▶ [QUOTED PASSAGE]:
• • • •

He took a steaming hot bath in the tin tub placed in the middle of the room. And then a parade of village men served his roast chicken dinner in several courses, handing them up to his designated “valet.” After finishing the feast, as he drank his coffee, one villager quietly prepared the mosquito netting, tucking the bottom hem in securely for him, and then vanishing.

On his own in the quiet, Williams heard the faint tinkling of the many delicate village pagoda bells, like the music of fairies. He felt humbled by the care these strangers lavished on him. “Left alone, I was overcome by a great homesickness,” Williams would recall years later. “The overpowering kindness of the Burmans was too much for me, and I asked myself what I had done to deserve it.” The people in the village, he said, “wanted to show their sympathy with me in my loneliness and my ignorance of their language and all the difficulties that lay ahead.” He would never take them for granted.

The next morning, Williams was pulled gently awake by dozens of distinctive kalouks, sounding like a babbling brook. He rose to see the clearing now alive with elephants. While he had been introduced to the traveling elephants, these were the real working elephants of Burma, the ones who wrestled the giant teak logs. The sight was thrilling. It was a sea of gray, and yet he saw anything but uniformity with variations in hue and markings and in the amount and placement of pink freckling. Some even had the spotted pigmentation inside their trunks. Here were big tuskers, tuskless males, and the much smaller females, a few with babies by their side. There were so many patterns of tusk sets and physiques that there were categories to sort them. Tusks that curved up and inward, looking like a monk carrying a begging bowl, were called, appropriately enough, thabeik-pike, or bowl-carrying type. Short, fat tusks that resembled small bananas were called just that—hnet-pyaw-bu. Tusk girth, not length, helped indicate age.

• • • •

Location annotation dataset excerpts
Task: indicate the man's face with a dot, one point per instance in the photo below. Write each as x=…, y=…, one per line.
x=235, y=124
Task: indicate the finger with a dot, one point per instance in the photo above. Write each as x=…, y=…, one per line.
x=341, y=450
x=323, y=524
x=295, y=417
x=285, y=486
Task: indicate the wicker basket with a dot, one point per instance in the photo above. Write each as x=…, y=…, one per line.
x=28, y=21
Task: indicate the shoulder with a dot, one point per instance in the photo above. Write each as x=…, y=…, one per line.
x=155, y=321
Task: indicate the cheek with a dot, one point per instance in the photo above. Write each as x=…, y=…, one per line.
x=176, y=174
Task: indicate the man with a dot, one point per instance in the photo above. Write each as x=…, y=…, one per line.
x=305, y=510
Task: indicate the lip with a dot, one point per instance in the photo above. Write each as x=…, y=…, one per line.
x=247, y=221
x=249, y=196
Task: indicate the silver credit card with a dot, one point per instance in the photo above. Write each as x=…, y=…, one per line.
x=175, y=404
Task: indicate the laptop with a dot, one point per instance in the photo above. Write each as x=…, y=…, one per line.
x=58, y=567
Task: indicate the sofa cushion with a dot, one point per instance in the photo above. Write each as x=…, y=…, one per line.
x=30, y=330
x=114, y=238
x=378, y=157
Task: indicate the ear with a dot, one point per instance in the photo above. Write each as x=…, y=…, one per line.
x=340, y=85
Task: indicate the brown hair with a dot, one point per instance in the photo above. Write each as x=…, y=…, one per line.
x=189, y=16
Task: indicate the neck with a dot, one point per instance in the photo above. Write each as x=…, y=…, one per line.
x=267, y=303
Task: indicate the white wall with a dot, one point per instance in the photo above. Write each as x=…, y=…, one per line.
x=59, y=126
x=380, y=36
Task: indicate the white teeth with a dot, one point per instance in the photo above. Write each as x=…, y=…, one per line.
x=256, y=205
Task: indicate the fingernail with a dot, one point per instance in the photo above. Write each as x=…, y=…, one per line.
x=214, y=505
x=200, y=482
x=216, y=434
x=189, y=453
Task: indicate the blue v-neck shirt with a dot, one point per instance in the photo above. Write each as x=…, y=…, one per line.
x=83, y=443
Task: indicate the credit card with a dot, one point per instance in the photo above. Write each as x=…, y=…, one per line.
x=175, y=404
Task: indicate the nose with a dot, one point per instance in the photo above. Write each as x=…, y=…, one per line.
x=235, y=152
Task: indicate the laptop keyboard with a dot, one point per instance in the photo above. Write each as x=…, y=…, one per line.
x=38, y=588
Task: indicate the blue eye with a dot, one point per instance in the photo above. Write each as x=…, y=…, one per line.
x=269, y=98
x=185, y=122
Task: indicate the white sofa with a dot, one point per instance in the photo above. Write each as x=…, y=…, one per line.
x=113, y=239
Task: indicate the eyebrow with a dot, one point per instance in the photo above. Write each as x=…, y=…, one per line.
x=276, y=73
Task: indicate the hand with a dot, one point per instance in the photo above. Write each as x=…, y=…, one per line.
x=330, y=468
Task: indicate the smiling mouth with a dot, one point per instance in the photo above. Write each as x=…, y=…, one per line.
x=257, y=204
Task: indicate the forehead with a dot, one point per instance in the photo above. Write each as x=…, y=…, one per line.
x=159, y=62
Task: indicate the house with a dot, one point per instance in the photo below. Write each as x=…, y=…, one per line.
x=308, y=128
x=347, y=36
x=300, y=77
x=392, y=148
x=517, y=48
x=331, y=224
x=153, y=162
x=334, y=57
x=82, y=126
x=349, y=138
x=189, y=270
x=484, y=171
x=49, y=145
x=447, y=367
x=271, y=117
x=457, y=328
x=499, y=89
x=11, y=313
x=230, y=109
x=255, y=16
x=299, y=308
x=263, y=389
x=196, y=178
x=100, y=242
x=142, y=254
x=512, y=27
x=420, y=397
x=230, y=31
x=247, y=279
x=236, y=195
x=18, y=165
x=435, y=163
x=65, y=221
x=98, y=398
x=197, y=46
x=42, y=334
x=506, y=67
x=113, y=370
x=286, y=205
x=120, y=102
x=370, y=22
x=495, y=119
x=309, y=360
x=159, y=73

• • • •

▶ [EXERCISE TASK A]: Find every line in the records that contains the string "credit", and copy each of those lines. Match the case exactly.
▶ [EXERCISE TASK B]: Continue the passage about Williams and the working elephants of Burma, starting right after its last sentence.

▶ [EXPECTED OUTPUT A]:
Task: indicate the silver credit card with a dot, one point per instance in the photo above. Write each as x=…, y=…, one per line.
Task: indicate the credit card with a dot, one point per instance in the photo above. Write each as x=…, y=…, one per line.

▶ [EXPECTED OUTPUT B]:
The shape of the back fell into five categories, including wet-kone, which most resembled a pig’s back; kyaw-dan, which was straight and flat; and then the one considered best for logging work, a back that would slope gently down toward the tail, like the bough of a banana tree—hnyet-pyaw-gaing. For a new elephant lover such as Williams, this was an embarrassment of riches.

He quickly washed up and shaved so he could sit outside with his traditional English breakfast and watch the scene unfold. The uzis sat squatting in small groups, silently eating their own morning meal of steamed rice served on a “plate” of wild banana leaf. One by one, as each man finished, he would rinse his mouth with water from a coconut shell cup and then quietly mount his harnessed elephant to begin the day’s work. They headed up to the work site where the elephants would spend the day moving felled teak trees into a dry streambed ready for the monsoon.

U Tha Yauk came to him, carrying a map. Spreading it out before Williams, he traced his finger over five parallel creeks, all flowing west into the Myittha River. Williams understood that over and around these watersheds and hills of three or four thousand feet, they would make their journey to the ten elephant camps of his division. It encompassed an area of about four hundred square miles. Without a better command of the language, he could ask no significant questions. But he deduced from the map that the distance between camps was about seven miles.

WAITING FOR WILLIAMS IN one of those ten camps was an elephant man named Po Toke. He was a leader among the workers, and an independent thinker. Po Toke was not Bandoola’s uzi nor his owner. He was the master mahout who had trained him and oversaw his care. Handsome and slight, with his graying hair kept in a neat braid, and intricate tattoo patterns decorating his torso and legs, Po Toke looked “Siamese,” meaning his family was ethnically Shan, the Burmese word for Thai. Married and childless, Po Toke was an authority to the men. But he wasn’t entirely popular with his British bosses, who suspected him of harboring nationalist leanings.

Still, he had managed years ago to wrangle an agreement with Bombay Burmah that he would always work with the magnificent Bandoola. After all, he had helped raise the animal from infancy. Now nearly forty, Po Toke was only fifteen when he took on the elephant’s care. His entire adult life had centered around Bandoola. Their relationship was like that of father and son.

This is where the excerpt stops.